What is needed: Extract every line of the material below verbatim, omitting the pictures.

Given records:
+ + + + + + +

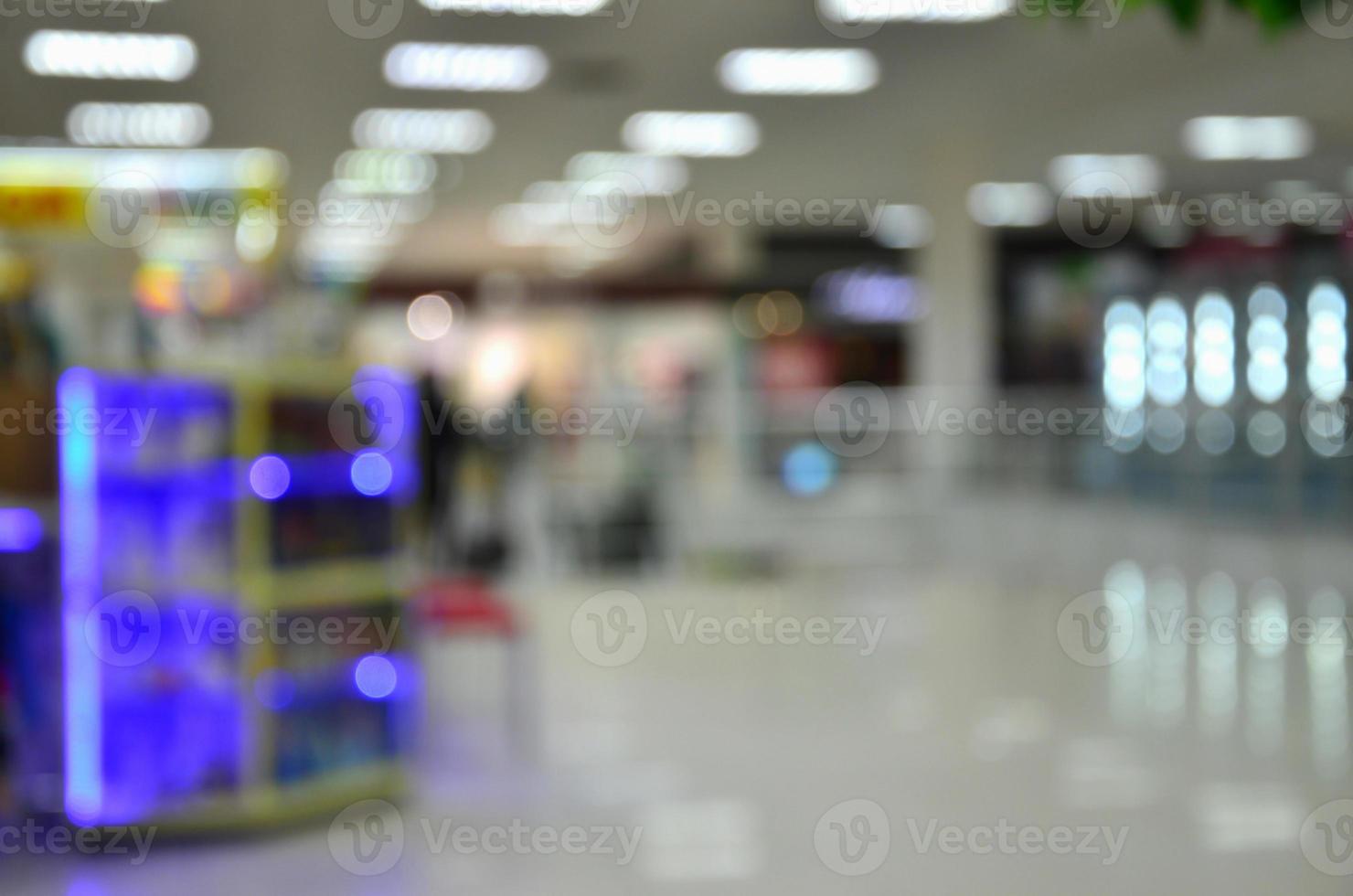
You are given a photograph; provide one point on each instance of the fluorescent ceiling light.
(658, 175)
(798, 72)
(1233, 137)
(517, 7)
(101, 54)
(692, 133)
(1122, 176)
(168, 168)
(416, 130)
(138, 123)
(858, 11)
(904, 228)
(1019, 205)
(375, 171)
(465, 67)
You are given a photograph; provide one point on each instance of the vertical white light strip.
(1124, 372)
(1167, 346)
(1326, 341)
(1214, 349)
(1267, 341)
(1124, 355)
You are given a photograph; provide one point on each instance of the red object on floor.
(465, 605)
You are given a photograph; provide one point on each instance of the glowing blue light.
(20, 529)
(76, 394)
(808, 468)
(270, 476)
(375, 677)
(275, 689)
(371, 473)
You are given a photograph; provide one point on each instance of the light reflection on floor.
(969, 712)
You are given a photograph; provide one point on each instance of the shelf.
(279, 805)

+ + + + + + +

Task result:
You are given a photograph; provide one point on each instance of the fluorescent ceiling light.
(658, 175)
(798, 72)
(1233, 137)
(517, 7)
(101, 54)
(692, 133)
(1122, 176)
(168, 168)
(416, 130)
(138, 123)
(858, 11)
(904, 228)
(1019, 205)
(375, 171)
(465, 67)
You are given a photograph; provide one point on each instance of the vertical white light strip.
(1124, 372)
(1167, 346)
(1326, 341)
(1214, 349)
(1267, 341)
(1124, 355)
You are given a photograph; provide one point on each instance of the red object on floor.
(465, 605)
You are given a photograph; provide one point on each instance of the glowing blue light.
(20, 529)
(76, 394)
(808, 468)
(270, 476)
(375, 677)
(275, 689)
(371, 473)
You are given a photograph; provide one point on each instance of the light reflection on floor.
(969, 712)
You are given a photograph; provide one point on each instance of the shelf.
(279, 805)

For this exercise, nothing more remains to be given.